BIS is a foreign corporation. It has no place of business, property, employees, agents, or representatives in New Jersey. Its only interest in New Jersey (and its only asset) is a ninety-nine percent limited partnership interest in BISYS Information Solutions L.P. (Solutions), which does business in New Jersey. This status was achieved through a series of reorganization steps by BISYS Group, Inc. (BISYS Group), which provides processing and technology outsourcing services for its clients, including banks, investment management and mutual fund companies, and insurance companies. As a result of the restructuring, BIS is a wholly *492owned subsidiary of a holding company, BISYS, Inc. (BISYS), which, in turn, is a holding company in the BISYS Group.
The limited partnership, Solutions, was formed thusly: BISYS transferred ninety-nine percent of the assets and liabilities of its banking information solutions division to BIS and one percent to Solutions. BIS then contributed the assets and liabilities it had received from BISYS to Solutions. Pursuant to a limited partnership agreement, BISYS, with a one percent interest, is the general partner, and BIS, with a ninety-nine percent interest, is the limited partner. The agreement conferred on the general partner the “sole and exclusive right to manage the business and affairs” of Solutions, with some limited exceptions reserved for the limited partner. Conversely, the agreement provided that BIS “shall not have either the obligation or the right to take part, directly or indirectly, in the active management” of Solutions, “perform any act in the name of or on [its] behalf,” or “have a voice in or take part in [its] business affairs or business operations.” BIS and BISYS are both Delaware corporations, and the partnership was formed under the Delaware Revised Uniform Limited Partnership Act.

• **SHORT EXERCISE A**
In the BIS text, write out the part from "BIS is a foreign" to "the BISYS Group.", swapping "foreign corporation" for "out-of-state corporation".
• **SHORT EXERCISE B**
According to the BIS text, under what law was the partnership formed?
The items after this point are separate from the BIS text.

• **EXTRACTED ENTRIES**
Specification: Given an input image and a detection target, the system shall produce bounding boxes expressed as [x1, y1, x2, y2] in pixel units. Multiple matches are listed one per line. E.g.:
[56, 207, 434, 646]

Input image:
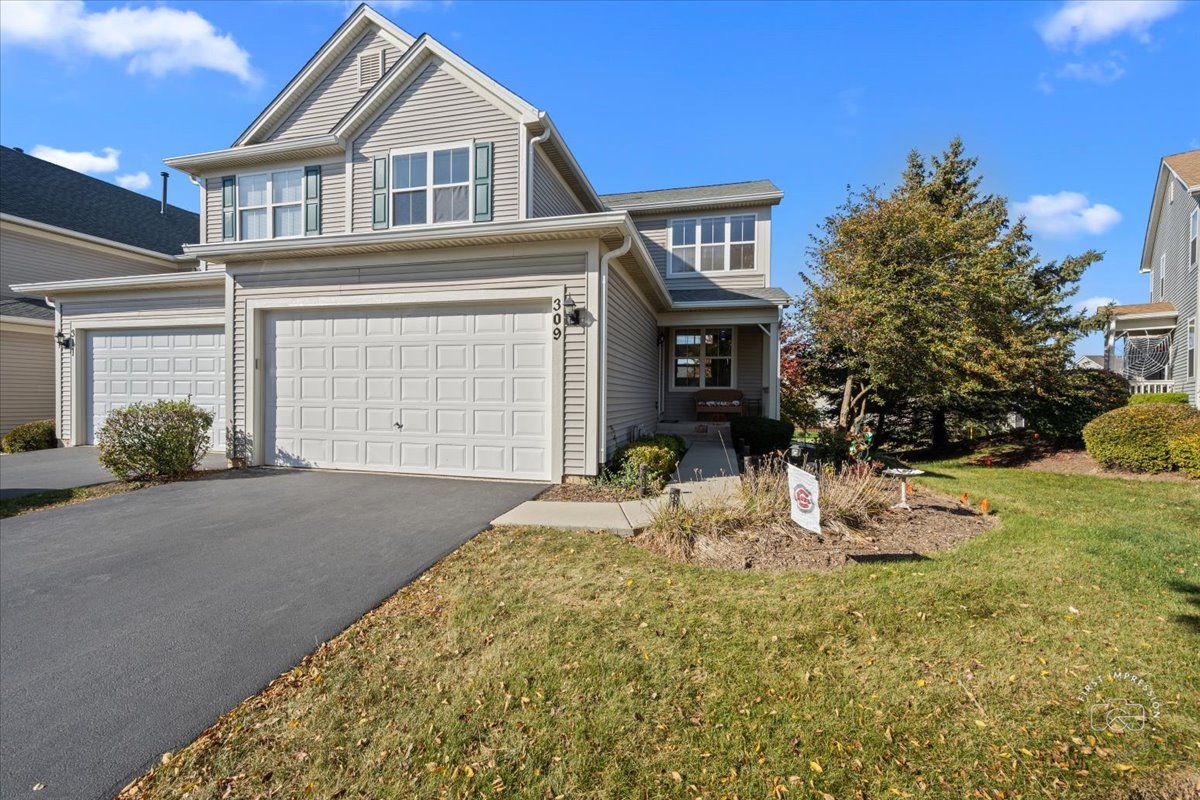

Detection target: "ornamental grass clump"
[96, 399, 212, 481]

...

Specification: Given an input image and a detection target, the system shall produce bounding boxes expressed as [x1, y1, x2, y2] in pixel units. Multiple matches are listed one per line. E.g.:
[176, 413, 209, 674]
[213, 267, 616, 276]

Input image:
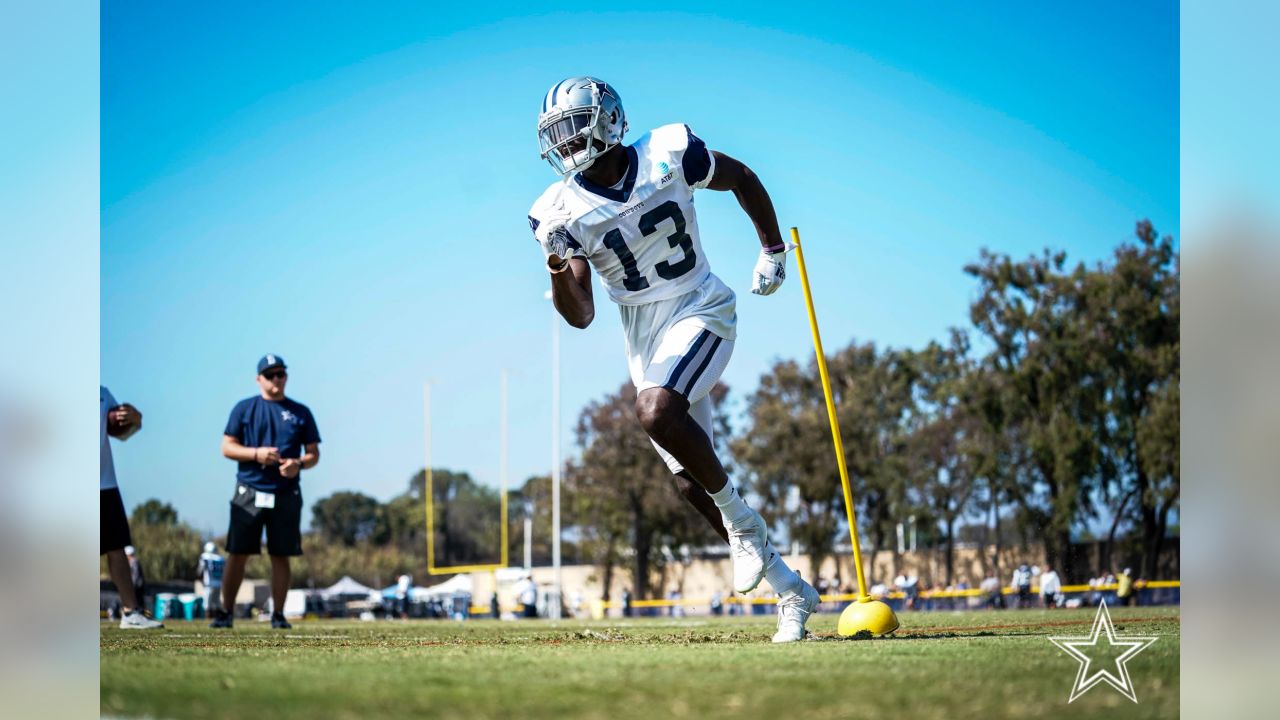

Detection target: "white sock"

...

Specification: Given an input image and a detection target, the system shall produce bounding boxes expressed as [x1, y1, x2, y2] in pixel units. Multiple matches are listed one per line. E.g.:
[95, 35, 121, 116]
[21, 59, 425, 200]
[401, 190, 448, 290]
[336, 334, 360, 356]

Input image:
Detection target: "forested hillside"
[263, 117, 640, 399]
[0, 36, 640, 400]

• **COMPLETE ANSWER A**
BIS is a out-of-state corporation. It has no place of business, property, employees, agents, or representatives in New Jersey. Its only interest in New Jersey (and its only asset) is a ninety-nine percent limited partnership interest in BISYS Information Solutions L.P. (Solutions), which does business in New Jersey. This status was achieved through a series of reorganization steps by BISYS Group, Inc. (BISYS Group), which provides processing and technology outsourcing services for its clients, including banks, investment management and mutual fund companies, and insurance companies. As a result of the restructuring, BIS is a wholly *492owned subsidiary of a holding company, BISYS, Inc. (BISYS), which, in turn, is a holding company in the BISYS Group.

• **COMPLETE ANSWER B**
The Delaware Revised Uniform Limited Partnership Act.